» TO BE DONE: Please copy out all of the records below word for word, omitting the pictures.

+---+

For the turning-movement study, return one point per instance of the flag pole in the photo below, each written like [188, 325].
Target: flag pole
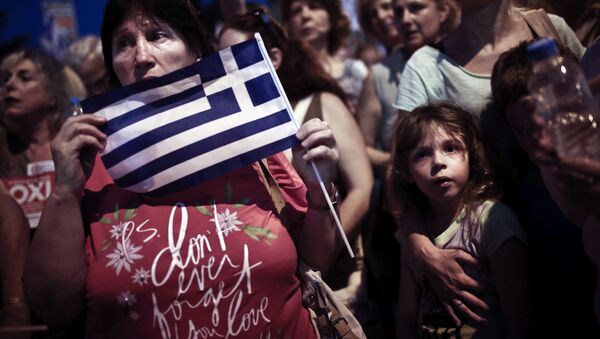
[265, 55]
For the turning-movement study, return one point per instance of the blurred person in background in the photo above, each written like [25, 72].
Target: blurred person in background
[85, 57]
[566, 274]
[14, 241]
[325, 27]
[388, 21]
[307, 84]
[458, 71]
[35, 102]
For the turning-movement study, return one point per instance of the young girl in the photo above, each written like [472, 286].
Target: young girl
[442, 176]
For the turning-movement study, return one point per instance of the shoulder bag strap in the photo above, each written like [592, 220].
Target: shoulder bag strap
[540, 24]
[314, 110]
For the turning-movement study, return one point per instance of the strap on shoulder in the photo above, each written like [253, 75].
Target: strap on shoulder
[540, 24]
[271, 185]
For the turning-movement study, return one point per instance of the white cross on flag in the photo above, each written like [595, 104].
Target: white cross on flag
[224, 112]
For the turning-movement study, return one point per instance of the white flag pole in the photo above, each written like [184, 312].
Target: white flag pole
[267, 58]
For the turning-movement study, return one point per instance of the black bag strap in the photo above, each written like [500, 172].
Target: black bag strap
[329, 320]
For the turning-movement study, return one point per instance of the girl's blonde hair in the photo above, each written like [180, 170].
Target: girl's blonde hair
[410, 130]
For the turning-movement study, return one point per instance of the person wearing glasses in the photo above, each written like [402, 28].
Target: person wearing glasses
[213, 260]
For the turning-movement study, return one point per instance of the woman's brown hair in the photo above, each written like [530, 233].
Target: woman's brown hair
[300, 72]
[340, 24]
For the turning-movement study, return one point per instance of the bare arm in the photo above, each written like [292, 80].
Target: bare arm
[510, 273]
[14, 240]
[369, 119]
[354, 166]
[56, 268]
[408, 302]
[317, 240]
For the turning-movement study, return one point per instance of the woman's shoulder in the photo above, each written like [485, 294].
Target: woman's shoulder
[332, 102]
[425, 55]
[391, 64]
[567, 35]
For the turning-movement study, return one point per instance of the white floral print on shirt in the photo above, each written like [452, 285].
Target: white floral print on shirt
[123, 256]
[116, 230]
[126, 299]
[141, 276]
[228, 222]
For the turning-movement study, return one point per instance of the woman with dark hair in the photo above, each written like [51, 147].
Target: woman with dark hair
[325, 27]
[212, 260]
[290, 55]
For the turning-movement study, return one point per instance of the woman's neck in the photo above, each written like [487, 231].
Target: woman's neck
[489, 31]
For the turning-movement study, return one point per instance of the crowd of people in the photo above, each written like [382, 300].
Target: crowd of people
[464, 219]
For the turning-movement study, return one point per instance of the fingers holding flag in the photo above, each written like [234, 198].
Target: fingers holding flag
[74, 149]
[317, 144]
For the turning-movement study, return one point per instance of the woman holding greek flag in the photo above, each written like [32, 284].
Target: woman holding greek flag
[161, 259]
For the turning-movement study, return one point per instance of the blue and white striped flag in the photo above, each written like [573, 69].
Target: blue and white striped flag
[224, 112]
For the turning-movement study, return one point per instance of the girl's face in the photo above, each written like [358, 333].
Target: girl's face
[420, 20]
[383, 20]
[144, 49]
[309, 21]
[439, 166]
[24, 89]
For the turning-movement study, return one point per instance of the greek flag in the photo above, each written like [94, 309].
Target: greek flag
[170, 133]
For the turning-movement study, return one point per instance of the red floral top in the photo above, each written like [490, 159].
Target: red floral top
[212, 261]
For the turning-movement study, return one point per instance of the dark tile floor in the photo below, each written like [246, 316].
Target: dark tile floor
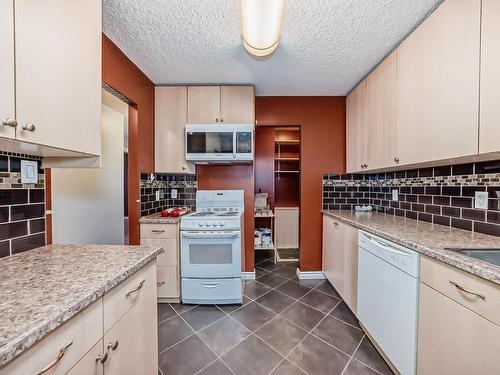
[285, 326]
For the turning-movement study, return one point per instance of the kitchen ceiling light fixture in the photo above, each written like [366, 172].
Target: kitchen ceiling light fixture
[261, 25]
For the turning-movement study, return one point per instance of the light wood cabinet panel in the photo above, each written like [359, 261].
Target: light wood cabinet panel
[89, 365]
[340, 259]
[237, 104]
[78, 335]
[453, 340]
[170, 121]
[58, 88]
[203, 104]
[381, 93]
[438, 85]
[7, 108]
[136, 334]
[356, 128]
[489, 113]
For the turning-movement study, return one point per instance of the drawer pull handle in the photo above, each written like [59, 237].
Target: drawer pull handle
[62, 351]
[102, 358]
[460, 287]
[138, 287]
[112, 346]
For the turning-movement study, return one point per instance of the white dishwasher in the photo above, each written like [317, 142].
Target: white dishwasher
[388, 277]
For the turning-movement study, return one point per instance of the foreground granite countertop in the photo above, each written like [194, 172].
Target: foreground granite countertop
[43, 288]
[426, 238]
[158, 219]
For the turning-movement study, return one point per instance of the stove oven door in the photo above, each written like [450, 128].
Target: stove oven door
[206, 254]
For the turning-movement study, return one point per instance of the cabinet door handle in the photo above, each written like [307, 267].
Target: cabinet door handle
[113, 346]
[137, 288]
[460, 287]
[9, 122]
[102, 358]
[29, 127]
[62, 351]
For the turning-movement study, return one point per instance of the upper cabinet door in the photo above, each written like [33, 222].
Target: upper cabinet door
[381, 93]
[438, 85]
[58, 73]
[489, 128]
[7, 113]
[237, 104]
[356, 129]
[170, 121]
[203, 104]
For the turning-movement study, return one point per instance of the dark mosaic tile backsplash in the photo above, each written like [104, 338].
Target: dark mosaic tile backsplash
[186, 192]
[22, 207]
[440, 195]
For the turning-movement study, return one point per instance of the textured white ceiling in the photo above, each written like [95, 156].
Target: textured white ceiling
[327, 46]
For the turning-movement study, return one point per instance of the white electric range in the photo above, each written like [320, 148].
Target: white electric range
[211, 245]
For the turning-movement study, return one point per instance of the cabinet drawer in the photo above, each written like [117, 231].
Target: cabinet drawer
[170, 256]
[159, 231]
[441, 277]
[121, 299]
[168, 282]
[83, 331]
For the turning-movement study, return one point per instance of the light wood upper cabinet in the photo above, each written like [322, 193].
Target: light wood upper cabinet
[58, 73]
[356, 128]
[438, 85]
[381, 92]
[203, 104]
[340, 259]
[170, 121]
[7, 67]
[237, 104]
[221, 104]
[453, 339]
[489, 128]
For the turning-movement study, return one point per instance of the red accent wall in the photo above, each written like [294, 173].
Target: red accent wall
[227, 177]
[322, 122]
[119, 72]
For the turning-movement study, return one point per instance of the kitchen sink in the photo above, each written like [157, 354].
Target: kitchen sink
[491, 255]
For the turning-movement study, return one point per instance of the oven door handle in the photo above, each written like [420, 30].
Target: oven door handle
[205, 235]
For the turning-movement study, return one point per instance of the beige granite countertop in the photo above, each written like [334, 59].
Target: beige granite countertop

+---+

» RESPONSE TO THIS EXERCISE:
For the turning-movement study, return one point per instance of the flag pole in the photo below, each written like [188, 325].
Target: flag pole
[265, 55]
For the turning-movement study, return one point per instance of the blurred person in background in the photo above, each written like [25, 72].
Target: blurred person in background
[85, 57]
[566, 274]
[14, 241]
[325, 27]
[388, 21]
[307, 84]
[458, 71]
[35, 102]
For the turning-movement study, return one point per instance of the young girl in the photo above, each written like [472, 286].
Target: young girl
[442, 176]
For the turning-movement study, return one point per instance of the shoulder bag strap in the photo above, each written like [592, 220].
Target: shoulder bag strap
[540, 24]
[314, 110]
For the turning-movement study, return one point per instance of the strap on shoulder in the photo above, each written like [253, 75].
Target: strap on shoulder
[540, 24]
[271, 185]
For the turning-movement study, return one point per instance of the white cross on flag in the photo above, each written like [595, 104].
Target: white cross on flag
[224, 112]
For the turning-movement study, return one point per instance of the white flag pole in the photo above, each written like [184, 312].
Target: white flag pole
[267, 58]
For the turning-movement study, return one point per instance of the black bag strap in the photo above, each written like [500, 172].
Target: black bag strap
[329, 320]
For the turning-movement study, return one point per instance of the girl's blonde hair in the photo above, each written like [180, 170].
Target: girl's blonde hair
[410, 130]
For the turning-movement study, return one point per instance of the person wearing glasses in the photo above, each written like [402, 28].
Target: person wearing glasses
[213, 260]
For the turning-movement study, return one point per instance of the woman's brown hair in the photo above, each written like [530, 233].
Target: woman's brown hair
[300, 72]
[340, 24]
For the turning-movement study, return one point per instance of the bare arm in the photo above, each written like [292, 80].
Target: bare arm
[510, 273]
[14, 240]
[369, 119]
[354, 166]
[56, 268]
[408, 302]
[317, 240]
For the turning-movement study, return one point per instance of the woman's shoulder in the photo above, each written like [485, 294].
Target: woman's shoulder
[332, 102]
[425, 55]
[391, 64]
[567, 35]
For the turning-movement study, return one point per instance of the white floral print on shirt in the photo above, each written like [452, 285].
Target: white floral print on shirt
[123, 256]
[116, 230]
[126, 299]
[141, 276]
[228, 222]
For the turning-movement study, return one point per instance of the woman with dark hair in the photo above, each written like [51, 147].
Target: woman with dark hair
[325, 27]
[212, 260]
[290, 55]
For the turning-movement study, return one point per instance of the woman's neck in the photo above, each written like [487, 231].
Target: woman's neck
[489, 31]
For the turning-movement study, return one point per instance of the crowd of people in the photo above, each written like [382, 300].
Target: crowd of people
[464, 219]
For the turning-movement study, return one point per instance of the fingers holding flag in the photo above, each written like [234, 198].
Target: fingers holding flag
[74, 149]
[317, 144]
For the turning-movement study, return one point per instance of the woman holding greek flag in the photo above, each written like [32, 284].
Target: woman holding greek flag
[161, 259]
For the turning-movement study, return one point per instance of the blue and white striped flag in the photo above, each written like [573, 69].
Target: blue and white striped flag
[224, 112]
For the turning-movement study, return one point per instance of the girl's face in the photo above, each written like [358, 333].
Target: girl's face
[420, 20]
[383, 20]
[144, 49]
[309, 21]
[439, 166]
[24, 89]
For the turning-movement study, return one point per instance of the greek flag in the photo above, each written like [94, 309].
Target: greek flag
[170, 133]
For the turning-movement study, return one point per instance of the red floral top in the photo above, each written like [490, 159].
Target: red floral top
[212, 261]
For the turning-movement study, return one point per instance of the dark tile floor in the photo below, each written like [246, 316].
Target: dark tile floor
[285, 326]
For the turning-movement study, return one point per instance of the kitchen ceiling light fixture in the photo above, each written like [366, 172].
Target: kitchen ceiling light fixture
[261, 25]
For the turning-movement study, return one point per instance of the light wood cabinet panel in the photo above, each written like [359, 261].
Target: light wood cabinet panel
[89, 365]
[340, 259]
[237, 104]
[78, 335]
[453, 340]
[170, 121]
[58, 88]
[203, 104]
[381, 93]
[438, 85]
[7, 108]
[136, 334]
[356, 128]
[489, 113]
For the turning-movement study, return one point per instance of the drawer pull handle in the photo above, each written like [59, 237].
Target: drawer pull handle
[62, 351]
[102, 358]
[460, 287]
[138, 287]
[112, 346]
For the turning-movement study, return one point per instance of the white dishwasher in the photo above, each written like [317, 142].
Target: white dishwasher
[388, 277]
For the turning-movement study, return one point per instance of the foreground granite countertop in the photo above, each written like [194, 172].
Target: foreground granite countertop
[43, 288]
[426, 238]
[158, 219]
For the turning-movement study, return one point per instance of the stove oven door in the photo above, each written like [450, 128].
Target: stove oven door
[206, 254]
For the turning-movement study, return one point per instance of the cabinet door handle in the photo above, each written like [307, 267].
Target: cabinet door handle
[113, 346]
[137, 288]
[460, 287]
[9, 122]
[102, 358]
[29, 127]
[62, 351]
For the turning-movement study, return one point per instance of the upper cabinet door in the photo above, each written like [33, 222].
Target: upper cabinet door
[381, 93]
[438, 85]
[58, 73]
[489, 128]
[7, 113]
[237, 104]
[356, 129]
[170, 121]
[203, 104]
For the turning-movement study, return one point per instance of the dark mosaic tile backsplash in the photo above, each written like [104, 338].
Target: dark mosaic tile backsplash
[186, 192]
[22, 207]
[440, 195]
For the turning-movement study, return one point per instance of the textured white ceiling in the photo above, each written like [95, 156].
Target: textured white ceiling
[327, 46]
For the turning-movement study, return one point per instance of the white electric range in the photo above, each written like [320, 148].
Target: white electric range
[211, 245]
For the turning-movement study, return one point per instance of the cabinet drawer in the photo above, each written like [117, 231].
Target: cabinet drawer
[170, 256]
[159, 231]
[441, 277]
[121, 299]
[168, 282]
[83, 331]
For the turning-movement study, return one point per instance of the light wood upper cabinet in the photo above, each written like [322, 193].
Target: light wood upper cabinet
[58, 73]
[356, 128]
[438, 85]
[381, 92]
[203, 104]
[340, 259]
[170, 121]
[7, 67]
[237, 104]
[221, 104]
[453, 339]
[489, 128]
For the turning-movement study, return one point per instance of the red accent wall in the photo above, each written like [294, 173].
Target: red accent wall
[227, 177]
[322, 122]
[119, 72]
For the turning-movement study, return one point per instance of the kitchen sink in the photo above, each written like [157, 354].
Target: kitchen sink
[491, 255]
For the turning-movement study, return one point per instance of the oven door handle in the photo above, each written like [420, 30].
Target: oven door handle
[205, 235]
For the turning-movement study, return one point per instance of the beige granite countertop in the photo above, each written like [334, 59].
Target: beige granite countertop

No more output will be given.